* [Text to read]:
┌──
[PATCH] drm/amdgpu: fix NULL pointer crash on navi10 headless SKU

Deucher, Alexander Alexander.Deucher at amd.com
Mon Nov 2 15:38:51 UTC 2020


[AMD Public Use]

That's the IP discovery table.  The Object header is part of atombios.  Do you have an vbios image from that system?

Alex


________________________________
From: Yin, Tianci (Rico) <Tianci.Yin at amd.com>
Sent: Sunday, November 1, 2020 10:46 PM
To: Deucher, Alexander <Alexander.Deucher at amd.com>; Zhang, Hawking <Hawking.Zhang at amd.com>; amd-gfx at lists.freedesktop.org <amd-gfx at lists.freedesktop.org>
Cc: Tuikov, Luben <Luben.Tuikov at amd.com>; Chen, Guchun <Guchun.Chen at amd.com>; Cui, Flora <Flora.Cui at amd.com>; Xu, Feifei <Feifei.Xu at amd.com>; Long, Gang <Gang.Long at amd.com>
Subject: Re: [PATCH] drm/amdgpu: fix NULL pointer crash on navi10 headless SKU


[AMD Public Use]

Thanks very much Hawking!


Hi Alex,

The amdgpu_device_ip_get_ip_block() depends on the adev->ip_blocks that initialized by nv_set_ip_blocks().
In nv_set_ip_blocks(), whether add dm_ip_block depends on amdgpu_device_has_dc_support().
And amdgpu_device_has_dc_support() depends on amdgpu_device_asic_has_dc_support(),
So amdgpu_device_asic_has_dc_support() can't conditional on amdgpu_device_ip_get_ip_block(), it makes a dependency loop.

I have just checked the atombios object table in the headless VBIOS, and find DCN and VCN are still there.
└──
Entries drawn from a collection
┌──
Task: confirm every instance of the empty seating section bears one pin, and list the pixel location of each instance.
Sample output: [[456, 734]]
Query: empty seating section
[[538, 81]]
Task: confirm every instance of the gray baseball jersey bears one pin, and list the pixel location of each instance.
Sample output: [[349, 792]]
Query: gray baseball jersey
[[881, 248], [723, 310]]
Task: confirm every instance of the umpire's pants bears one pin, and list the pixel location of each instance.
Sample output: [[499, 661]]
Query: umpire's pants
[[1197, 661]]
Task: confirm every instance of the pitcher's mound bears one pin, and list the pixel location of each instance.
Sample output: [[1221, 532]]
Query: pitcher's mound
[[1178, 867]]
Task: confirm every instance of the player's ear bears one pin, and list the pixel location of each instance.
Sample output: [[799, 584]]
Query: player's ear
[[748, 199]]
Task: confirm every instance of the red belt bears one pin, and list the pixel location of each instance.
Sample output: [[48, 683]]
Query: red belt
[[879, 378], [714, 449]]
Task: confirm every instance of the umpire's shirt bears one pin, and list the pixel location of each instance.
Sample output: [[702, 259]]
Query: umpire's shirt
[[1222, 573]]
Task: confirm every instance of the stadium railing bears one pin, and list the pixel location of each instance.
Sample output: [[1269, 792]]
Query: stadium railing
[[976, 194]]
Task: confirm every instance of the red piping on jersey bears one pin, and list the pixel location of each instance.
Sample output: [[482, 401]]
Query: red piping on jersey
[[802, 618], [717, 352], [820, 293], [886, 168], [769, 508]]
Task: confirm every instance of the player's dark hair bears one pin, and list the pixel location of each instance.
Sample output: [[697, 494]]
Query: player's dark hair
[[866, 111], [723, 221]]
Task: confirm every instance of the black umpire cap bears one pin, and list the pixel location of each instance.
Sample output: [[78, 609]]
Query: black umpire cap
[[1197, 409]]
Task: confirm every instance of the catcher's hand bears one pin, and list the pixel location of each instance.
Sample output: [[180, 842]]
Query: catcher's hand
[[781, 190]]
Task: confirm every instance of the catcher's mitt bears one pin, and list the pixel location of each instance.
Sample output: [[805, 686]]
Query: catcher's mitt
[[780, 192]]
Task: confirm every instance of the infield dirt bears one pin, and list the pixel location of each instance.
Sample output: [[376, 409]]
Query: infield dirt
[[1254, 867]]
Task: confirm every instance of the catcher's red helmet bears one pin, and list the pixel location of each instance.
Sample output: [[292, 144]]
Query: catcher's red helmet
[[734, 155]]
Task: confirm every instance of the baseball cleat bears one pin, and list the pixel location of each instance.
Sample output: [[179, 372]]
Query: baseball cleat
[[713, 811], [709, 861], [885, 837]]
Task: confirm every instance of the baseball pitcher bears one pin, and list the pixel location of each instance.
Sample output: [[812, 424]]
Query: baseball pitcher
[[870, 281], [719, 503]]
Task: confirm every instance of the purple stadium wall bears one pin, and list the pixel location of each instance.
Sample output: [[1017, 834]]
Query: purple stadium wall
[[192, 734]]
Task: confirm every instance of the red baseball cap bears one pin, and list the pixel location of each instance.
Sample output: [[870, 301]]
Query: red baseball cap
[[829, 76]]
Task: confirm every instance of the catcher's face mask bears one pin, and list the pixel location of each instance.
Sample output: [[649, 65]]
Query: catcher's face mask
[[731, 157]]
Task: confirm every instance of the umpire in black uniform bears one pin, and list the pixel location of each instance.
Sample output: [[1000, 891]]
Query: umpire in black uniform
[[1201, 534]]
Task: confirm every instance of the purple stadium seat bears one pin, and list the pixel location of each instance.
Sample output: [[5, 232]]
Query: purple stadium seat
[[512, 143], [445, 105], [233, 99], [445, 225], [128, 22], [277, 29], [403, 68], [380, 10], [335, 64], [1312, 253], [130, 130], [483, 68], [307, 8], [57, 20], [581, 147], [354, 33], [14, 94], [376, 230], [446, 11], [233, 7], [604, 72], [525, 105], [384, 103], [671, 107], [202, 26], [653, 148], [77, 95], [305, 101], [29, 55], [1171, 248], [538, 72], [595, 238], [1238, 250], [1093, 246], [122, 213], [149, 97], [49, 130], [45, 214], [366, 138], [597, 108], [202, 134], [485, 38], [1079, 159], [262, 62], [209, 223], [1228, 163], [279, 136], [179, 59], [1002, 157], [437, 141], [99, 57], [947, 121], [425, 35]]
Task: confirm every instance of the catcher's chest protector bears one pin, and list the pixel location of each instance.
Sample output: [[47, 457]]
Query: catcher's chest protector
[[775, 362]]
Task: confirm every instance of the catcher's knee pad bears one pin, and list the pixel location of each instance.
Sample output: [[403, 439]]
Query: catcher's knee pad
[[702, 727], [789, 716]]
└──
* [Set problem]: Reproduce the entire mailing list thread on the navi10 headless crash fix, word for word. The records are separate material and have no connection to the text.

* [The response]:
[PATCH] drm/amdgpu: fix NULL pointer crash on navi10 headless SKU

Deucher, Alexander Alexander.Deucher at amd.com
Mon Nov 2 15:38:51 UTC 2020


[AMD Public Use]

That's the IP discovery table.  The Object header is part of atombios.  Do you have an vbios image from that system?

Alex


________________________________
From: Yin, Tianci (Rico) <Tianci.Yin at amd.com>
Sent: Sunday, November 1, 2020 10:46 PM
To: Deucher, Alexander <Alexander.Deucher at amd.com>; Zhang, Hawking <Hawking.Zhang at amd.com>; amd-gfx at lists.freedesktop.org <amd-gfx at lists.freedesktop.org>
Cc: Tuikov, Luben <Luben.Tuikov at amd.com>; Chen, Guchun <Guchun.Chen at amd.com>; Cui, Flora <Flora.Cui at amd.com>; Xu, Feifei <Feifei.Xu at amd.com>; Long, Gang <Gang.Long at amd.com>
Subject: Re: [PATCH] drm/amdgpu: fix NULL pointer crash on navi10 headless SKU


[AMD Public Use]

Thanks very much Hawking!


Hi Alex,

The amdgpu_device_ip_get_ip_block() depends on the adev->ip_blocks that initialized by nv_set_ip_blocks().
In nv_set_ip_blocks(), whether add dm_ip_block depends on amdgpu_device_has_dc_support().
And amdgpu_device_has_dc_support() depends on amdgpu_device_asic_has_dc_support(),
So amdgpu_device_asic_has_dc_support() can't conditional on amdgpu_device_ip_get_ip_block(), it makes a dependency loop.

I have just checked the atombios object table in the headless VBIOS, and find DCN and VCN are still there.